Entries from a dataset
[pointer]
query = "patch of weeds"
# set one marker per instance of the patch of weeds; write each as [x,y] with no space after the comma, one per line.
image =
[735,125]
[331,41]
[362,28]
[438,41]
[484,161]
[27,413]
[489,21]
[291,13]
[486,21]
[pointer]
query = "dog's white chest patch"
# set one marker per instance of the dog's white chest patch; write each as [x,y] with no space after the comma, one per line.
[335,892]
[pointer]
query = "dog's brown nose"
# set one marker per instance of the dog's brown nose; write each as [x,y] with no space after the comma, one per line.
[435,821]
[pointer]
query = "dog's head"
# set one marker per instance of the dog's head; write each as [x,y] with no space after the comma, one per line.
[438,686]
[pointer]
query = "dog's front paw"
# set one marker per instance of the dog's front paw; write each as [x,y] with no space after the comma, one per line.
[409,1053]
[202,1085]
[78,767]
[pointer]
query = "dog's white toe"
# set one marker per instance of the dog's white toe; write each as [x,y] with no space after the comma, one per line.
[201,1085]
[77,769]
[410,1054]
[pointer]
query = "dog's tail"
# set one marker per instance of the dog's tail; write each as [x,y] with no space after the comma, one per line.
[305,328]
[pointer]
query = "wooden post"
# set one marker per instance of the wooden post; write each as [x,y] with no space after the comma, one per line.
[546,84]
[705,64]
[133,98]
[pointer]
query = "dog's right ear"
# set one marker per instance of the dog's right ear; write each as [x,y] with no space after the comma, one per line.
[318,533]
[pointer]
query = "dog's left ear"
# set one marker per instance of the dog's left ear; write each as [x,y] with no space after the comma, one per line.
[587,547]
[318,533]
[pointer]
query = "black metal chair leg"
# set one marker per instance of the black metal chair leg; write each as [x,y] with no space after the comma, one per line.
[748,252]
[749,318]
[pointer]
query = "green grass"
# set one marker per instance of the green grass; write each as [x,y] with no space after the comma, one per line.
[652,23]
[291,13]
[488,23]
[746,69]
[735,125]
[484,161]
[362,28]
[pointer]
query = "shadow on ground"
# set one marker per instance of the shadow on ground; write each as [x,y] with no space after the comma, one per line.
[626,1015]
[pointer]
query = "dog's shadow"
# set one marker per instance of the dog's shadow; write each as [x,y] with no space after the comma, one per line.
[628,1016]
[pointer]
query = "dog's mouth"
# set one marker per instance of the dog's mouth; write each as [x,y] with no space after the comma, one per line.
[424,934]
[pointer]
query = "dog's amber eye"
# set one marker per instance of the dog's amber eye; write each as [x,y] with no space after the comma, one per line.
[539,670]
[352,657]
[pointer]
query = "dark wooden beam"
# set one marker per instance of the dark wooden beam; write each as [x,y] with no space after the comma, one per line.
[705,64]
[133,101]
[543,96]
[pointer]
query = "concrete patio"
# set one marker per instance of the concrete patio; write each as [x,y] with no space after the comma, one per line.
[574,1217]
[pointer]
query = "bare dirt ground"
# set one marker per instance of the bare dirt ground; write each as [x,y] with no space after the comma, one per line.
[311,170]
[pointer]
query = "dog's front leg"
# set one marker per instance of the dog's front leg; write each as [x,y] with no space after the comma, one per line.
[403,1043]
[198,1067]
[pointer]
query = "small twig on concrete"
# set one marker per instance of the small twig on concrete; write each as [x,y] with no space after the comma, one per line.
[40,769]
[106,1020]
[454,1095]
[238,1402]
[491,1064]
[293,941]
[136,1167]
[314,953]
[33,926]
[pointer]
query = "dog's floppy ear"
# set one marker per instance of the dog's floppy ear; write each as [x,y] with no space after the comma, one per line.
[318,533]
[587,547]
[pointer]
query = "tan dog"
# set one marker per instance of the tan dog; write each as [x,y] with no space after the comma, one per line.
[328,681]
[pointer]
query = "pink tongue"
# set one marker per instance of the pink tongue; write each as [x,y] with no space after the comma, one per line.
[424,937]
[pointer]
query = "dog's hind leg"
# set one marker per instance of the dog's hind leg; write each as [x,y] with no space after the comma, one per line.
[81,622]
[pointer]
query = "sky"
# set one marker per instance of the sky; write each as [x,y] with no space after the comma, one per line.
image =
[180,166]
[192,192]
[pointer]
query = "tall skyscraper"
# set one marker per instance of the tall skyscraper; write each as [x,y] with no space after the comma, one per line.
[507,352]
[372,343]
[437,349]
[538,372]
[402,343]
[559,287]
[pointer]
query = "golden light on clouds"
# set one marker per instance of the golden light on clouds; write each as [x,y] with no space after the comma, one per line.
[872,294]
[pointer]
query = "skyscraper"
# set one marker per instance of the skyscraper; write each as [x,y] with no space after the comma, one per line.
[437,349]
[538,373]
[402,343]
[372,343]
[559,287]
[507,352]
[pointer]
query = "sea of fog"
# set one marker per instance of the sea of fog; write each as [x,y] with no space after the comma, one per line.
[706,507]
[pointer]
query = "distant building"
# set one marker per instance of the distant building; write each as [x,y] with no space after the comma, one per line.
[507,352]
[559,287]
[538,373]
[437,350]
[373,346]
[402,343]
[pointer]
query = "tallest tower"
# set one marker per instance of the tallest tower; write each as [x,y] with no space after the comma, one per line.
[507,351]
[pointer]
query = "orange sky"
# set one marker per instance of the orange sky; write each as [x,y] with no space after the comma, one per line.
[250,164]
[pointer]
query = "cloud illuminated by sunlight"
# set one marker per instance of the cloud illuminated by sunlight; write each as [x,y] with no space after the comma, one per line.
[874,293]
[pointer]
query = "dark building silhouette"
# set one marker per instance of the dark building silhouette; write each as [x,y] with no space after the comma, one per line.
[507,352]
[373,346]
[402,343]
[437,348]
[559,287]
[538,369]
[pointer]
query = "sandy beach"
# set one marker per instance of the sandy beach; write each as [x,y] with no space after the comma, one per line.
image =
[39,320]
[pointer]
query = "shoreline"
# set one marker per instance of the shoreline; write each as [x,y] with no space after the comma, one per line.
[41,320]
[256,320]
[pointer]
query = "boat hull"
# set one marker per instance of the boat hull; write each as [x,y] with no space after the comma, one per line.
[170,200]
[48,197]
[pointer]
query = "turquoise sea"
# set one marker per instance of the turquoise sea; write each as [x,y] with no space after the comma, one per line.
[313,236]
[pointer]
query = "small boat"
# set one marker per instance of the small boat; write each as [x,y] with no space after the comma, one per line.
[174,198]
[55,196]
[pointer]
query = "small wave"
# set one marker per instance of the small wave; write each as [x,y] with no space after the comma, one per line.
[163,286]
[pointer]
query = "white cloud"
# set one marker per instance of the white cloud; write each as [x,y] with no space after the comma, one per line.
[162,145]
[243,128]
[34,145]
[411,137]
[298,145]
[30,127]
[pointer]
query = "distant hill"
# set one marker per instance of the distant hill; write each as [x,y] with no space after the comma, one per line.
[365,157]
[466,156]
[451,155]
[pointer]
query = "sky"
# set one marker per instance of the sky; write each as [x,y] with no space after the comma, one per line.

WHAT YOU ARE ASKED TO DO » Please list every line above that contains the string "head", copying each in full.

RESPONSE FOR THIS EXERCISE »
query = "dog's head"
# set one marker per instance of the dog's head; write each as [x,y] with no space after the comma, one per line.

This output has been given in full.